SELECTED EXTRACT:
When he hears that an experimental serum called ISO-36 is being flown into New York, Doctor Octopus exclaims: "What a stroke of luck!...It could be the one vital key to my experiments! And fate is placing it within my grasp!"

When Spider-Man breaks into his Secret Underwater Base to retrieve the serum, he monologues: "A stroke of blind luck has given me the chance to dispose of Spider-Man forever."

And Last issue, after Spider-Man tried to stop the nuclear heist, he soliloquized "Spider-Man!...By the purest accident, he almost ruined my plan again". 

Purest accident. Fate. Stroke of luck. Blind luck. It's almost like some force is pulling them together.

Doctor Octopus has no identity or motivation beyond being Spider-Man's worst enemy. Once he knows that Spider-Man is looking for the serum, he literally hangs it on a wire at the end of a corridor and shines a spotlight on it. It's like he consciously knows that it's his job to set up traps for Spider-Man to blunder into. (Last time they met, he set up a treasure hunt with Aunt May as the prize.) Doctor Octopus is a mechanism for removing the McGuffin from Spider-Man's hands. He is the diabolos ex machina who sets Spider-Man up for his supreme test.

He is Doctor Octopus. He does villaining. That's all we need to know.

DIRECTIONS:
1. In the Doctor Octopus passage, what is the experimental serum being flown into New York called?
2. Quote the Doctor Octopus passage from "When Spider-Man breaks" through "pulling them together.", inclusive.
You won't need the records.

Extracted records:
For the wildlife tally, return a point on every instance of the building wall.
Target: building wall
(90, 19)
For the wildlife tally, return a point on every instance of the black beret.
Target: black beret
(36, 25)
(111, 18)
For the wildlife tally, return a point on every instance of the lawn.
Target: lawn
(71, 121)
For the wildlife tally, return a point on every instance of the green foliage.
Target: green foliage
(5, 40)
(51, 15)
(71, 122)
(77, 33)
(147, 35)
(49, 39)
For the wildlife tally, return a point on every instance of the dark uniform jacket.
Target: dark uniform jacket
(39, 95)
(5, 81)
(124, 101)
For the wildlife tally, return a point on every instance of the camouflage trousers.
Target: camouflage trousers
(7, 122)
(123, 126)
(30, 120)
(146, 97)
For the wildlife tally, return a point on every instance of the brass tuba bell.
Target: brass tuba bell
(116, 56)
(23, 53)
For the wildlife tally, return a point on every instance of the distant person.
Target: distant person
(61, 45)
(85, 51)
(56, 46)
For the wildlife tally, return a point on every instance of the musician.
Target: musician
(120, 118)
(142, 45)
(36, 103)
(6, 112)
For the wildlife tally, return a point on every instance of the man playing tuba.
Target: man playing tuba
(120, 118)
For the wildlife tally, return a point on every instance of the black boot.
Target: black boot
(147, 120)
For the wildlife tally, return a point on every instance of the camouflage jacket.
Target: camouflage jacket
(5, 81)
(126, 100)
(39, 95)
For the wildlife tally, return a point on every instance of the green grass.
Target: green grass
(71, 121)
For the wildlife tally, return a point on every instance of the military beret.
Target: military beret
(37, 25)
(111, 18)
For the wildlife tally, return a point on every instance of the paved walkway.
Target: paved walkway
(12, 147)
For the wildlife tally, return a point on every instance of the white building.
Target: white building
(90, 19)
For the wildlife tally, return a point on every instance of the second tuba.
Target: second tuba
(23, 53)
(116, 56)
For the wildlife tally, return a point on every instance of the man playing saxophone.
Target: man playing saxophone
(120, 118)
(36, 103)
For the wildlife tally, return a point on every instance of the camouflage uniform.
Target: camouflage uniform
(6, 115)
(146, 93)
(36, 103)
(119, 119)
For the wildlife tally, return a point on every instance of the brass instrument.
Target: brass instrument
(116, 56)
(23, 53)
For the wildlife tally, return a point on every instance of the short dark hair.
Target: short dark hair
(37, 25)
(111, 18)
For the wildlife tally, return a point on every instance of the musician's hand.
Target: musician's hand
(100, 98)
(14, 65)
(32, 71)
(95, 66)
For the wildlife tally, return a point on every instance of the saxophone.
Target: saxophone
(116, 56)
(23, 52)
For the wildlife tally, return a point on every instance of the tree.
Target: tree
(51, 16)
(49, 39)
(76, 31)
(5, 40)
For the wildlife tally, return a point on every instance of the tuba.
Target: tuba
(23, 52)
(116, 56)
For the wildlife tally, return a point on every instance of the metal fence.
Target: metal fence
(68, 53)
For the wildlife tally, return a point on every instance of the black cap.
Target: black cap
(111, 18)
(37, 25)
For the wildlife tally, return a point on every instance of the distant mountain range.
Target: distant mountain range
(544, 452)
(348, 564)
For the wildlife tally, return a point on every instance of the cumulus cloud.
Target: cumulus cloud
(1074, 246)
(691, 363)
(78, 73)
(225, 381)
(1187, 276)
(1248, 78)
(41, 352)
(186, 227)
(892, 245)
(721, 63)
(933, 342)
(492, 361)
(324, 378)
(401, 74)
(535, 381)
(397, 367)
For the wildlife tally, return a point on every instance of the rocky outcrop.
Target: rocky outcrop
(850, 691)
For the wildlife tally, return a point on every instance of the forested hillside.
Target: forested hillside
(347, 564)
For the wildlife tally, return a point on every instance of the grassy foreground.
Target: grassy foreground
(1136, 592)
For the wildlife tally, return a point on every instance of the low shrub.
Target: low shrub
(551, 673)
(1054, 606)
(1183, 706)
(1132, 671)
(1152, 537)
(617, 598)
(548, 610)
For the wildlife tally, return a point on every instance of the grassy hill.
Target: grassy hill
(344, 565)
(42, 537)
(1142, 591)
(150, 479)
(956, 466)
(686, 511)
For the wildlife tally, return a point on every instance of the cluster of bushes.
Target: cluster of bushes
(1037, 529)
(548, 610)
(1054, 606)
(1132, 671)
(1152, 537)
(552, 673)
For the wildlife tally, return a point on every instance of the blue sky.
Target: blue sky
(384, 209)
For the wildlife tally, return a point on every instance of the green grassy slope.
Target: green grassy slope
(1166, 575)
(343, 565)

SOLUTIONS IN ORDER:
1. ISO-36

2.
When Spider-Man breaks into his Secret Underwater Base to retrieve the serum, he monologues: "A stroke of blind luck has given me the chance to dispose of Spider-Man forever."

And Last issue, after Spider-Man tried to stop the nuclear heist, he soliloquized "Spider-Man!...By the purest accident, he almost ruined my plan again". 

Purest accident. Fate. Stroke of luck. Blind luck. It's almost like some force is pulling them together.